------ Text shown ------

August 29, 2009
Revolutionizing Prosthetics 2009: APL-Led Team Advances Prosthetic Arm Technology
Under Defense Advanced Research Projects Agency (DARPA) sponsorship, APL is leading a revolution in prosthetic arm capabilities, an effort that is producing prostheses with functional capabilities similar to those of native limbs. A multinational team led by APL is in the final stage of development, having sufficiently advanced technology development, systems design, and integration in early prototype work.
DARPA, which commissions “high-risk, high-reward” research to address urgent challenges for the Department of Defense, embarked on a path to revolutionize prosthetics in 2005 when it funded the creation of a mechanical arm that would look, feel, perform, and be controlled like a natural limb. DARPA came to APL to create and lead that complex program, challenging the Laboratory to advance basic research related to neural control mechanisms and the physiological function of the human limb in order to create a state-of-the-art mechanical arm.
Applying the systems engineering approach that is the Laboratory’s hallmark, APL assembled the Revolutionizing Prosthetics (RP) 2009 team, pulling in experts from across The Johns Hopkins University (including the Medical Institutions, Whiting School of Engineering, and Bloomberg School of Public Health) and more than 30 organizations in the United States, Canada, and Europe.
In the first phase of the project, completed in 2007, the team created two increasingly capable prototype limb systems. APL engineers led the development of Proto 1, a fully integrated prosthetic arm that could be controlled naturally, provide sensory feedback, and allow 8 degrees of freedom (DOF)—a level of control far beyond the current state of the art for prosthetic limbs.
APL engineers created a virtual integration environment for patient training, which allowed limb movements and control signals to be configured and recorded during clinical investigations. It also allowed prototype limb movement to be displayed as a virtual model on computer screens shared by partners collaborating on intricate applications. In such a virtual environment, patients test-drive limbs using their own inherent signals for control and provide feedback even before a prosthetic arm is manufactured and fitted, thus optimizing limb performance for each patient and speeding development.
The Proto 2 limb was developed under APL’s direction during 2008. Working closely with RP 2009 partners, Laboratory engineers provided expertise in systems engineering, neural signal analysis and fusion, controls development, neural system design, electronics and software development, limb system design, electronics, and software development.
The Proto 2 limb has 25 DOF, individual finger movements, and dexterity that approaches that of the human limb. APL designed and developed several of its components. Proto 2 was conceived as a benchtop system to show that the team could meet the stringent performance expectations for the final limb and that components would fit within the shape and size of a human arm.

------

*Questions*
- A) In the prosthetic arm article, how many degrees of freedom did the Proto 1 limb allow?
- B) Continue the article on APL's prosthetic arm work from its final sentence.

------ Information ------

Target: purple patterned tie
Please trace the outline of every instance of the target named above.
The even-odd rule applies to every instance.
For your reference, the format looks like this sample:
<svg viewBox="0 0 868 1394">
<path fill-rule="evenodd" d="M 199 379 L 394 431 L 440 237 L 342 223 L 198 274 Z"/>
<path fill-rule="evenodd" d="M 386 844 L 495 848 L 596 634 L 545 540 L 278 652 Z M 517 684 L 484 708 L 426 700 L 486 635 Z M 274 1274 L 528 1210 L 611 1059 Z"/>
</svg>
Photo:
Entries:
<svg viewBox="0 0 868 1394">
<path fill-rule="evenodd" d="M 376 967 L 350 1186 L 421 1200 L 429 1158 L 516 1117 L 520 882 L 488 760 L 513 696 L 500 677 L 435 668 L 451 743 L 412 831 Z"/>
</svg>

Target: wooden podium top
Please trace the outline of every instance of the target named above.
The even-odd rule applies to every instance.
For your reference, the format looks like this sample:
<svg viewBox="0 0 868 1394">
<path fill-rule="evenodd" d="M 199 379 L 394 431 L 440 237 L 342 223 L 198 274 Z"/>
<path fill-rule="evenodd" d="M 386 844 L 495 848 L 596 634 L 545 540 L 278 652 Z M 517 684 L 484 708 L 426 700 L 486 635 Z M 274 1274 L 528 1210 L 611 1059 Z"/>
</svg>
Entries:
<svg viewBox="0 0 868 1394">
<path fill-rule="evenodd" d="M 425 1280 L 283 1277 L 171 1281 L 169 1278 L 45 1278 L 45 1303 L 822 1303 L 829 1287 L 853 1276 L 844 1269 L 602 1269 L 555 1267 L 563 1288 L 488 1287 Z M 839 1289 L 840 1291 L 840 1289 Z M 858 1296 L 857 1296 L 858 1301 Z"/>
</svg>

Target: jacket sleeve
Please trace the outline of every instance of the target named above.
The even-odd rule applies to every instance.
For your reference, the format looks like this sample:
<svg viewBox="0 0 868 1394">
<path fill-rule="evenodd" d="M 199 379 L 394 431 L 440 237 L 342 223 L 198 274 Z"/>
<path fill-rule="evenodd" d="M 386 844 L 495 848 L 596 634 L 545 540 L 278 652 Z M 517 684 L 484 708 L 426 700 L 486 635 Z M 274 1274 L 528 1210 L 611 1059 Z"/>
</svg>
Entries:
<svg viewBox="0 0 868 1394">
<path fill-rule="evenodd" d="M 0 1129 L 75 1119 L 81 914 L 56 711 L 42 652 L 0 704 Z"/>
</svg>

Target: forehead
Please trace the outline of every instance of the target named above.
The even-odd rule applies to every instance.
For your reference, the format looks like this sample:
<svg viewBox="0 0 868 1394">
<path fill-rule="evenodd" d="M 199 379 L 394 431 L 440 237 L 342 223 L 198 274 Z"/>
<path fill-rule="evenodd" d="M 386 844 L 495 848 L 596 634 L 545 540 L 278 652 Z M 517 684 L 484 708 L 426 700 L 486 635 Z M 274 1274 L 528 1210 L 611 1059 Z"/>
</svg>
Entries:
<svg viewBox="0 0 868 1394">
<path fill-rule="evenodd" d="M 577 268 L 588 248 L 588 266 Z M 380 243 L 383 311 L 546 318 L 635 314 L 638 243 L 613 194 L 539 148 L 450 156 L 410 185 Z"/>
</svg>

------

*Results of the tasks*
- A) Proto 1 allowed 8 degrees of freedom.

- B)
Although Proto 2 was not originally intended to be used with a patient, DARPA asked that it be demonstrated at the DARPA Tech 2007 annual symposium. A Duke University student/team member, who also is an Iraq War amputee, quickly developed a way to demonstrate how the virtual integration environment could be used to train patients in grasp patterns and individual finger movements. That demonstration showed that Proto 2 had unprecedented mechanical agility, natural control, and sensory feedback.
Building on Early Accomplishments
In 2008, DARPA proceeded with the second phase of the RP 2009 project, in which the team added more advanced control and sensory feedback mechanisms and researched other sensory feedback and neural interface mechanisms. These features will give prosthesis users a sense of touch, temperature, pressure, and vibration, as well as a sense of where the limb is situated in space. A tactor, an electromechanical device placed on the surface of the chest, currently provides the feedback, but other technologies are being explored as well.
For a patient to operate the prosthesis using his or her own neural system, the team must develop a number of small wireless devices that can be surgically implanted (or injected) to allow access to intramuscular signals. The devices were tested and demonstrated within the virtual integration environment and are now moving through the Food and Drug Administration regulatory approval process.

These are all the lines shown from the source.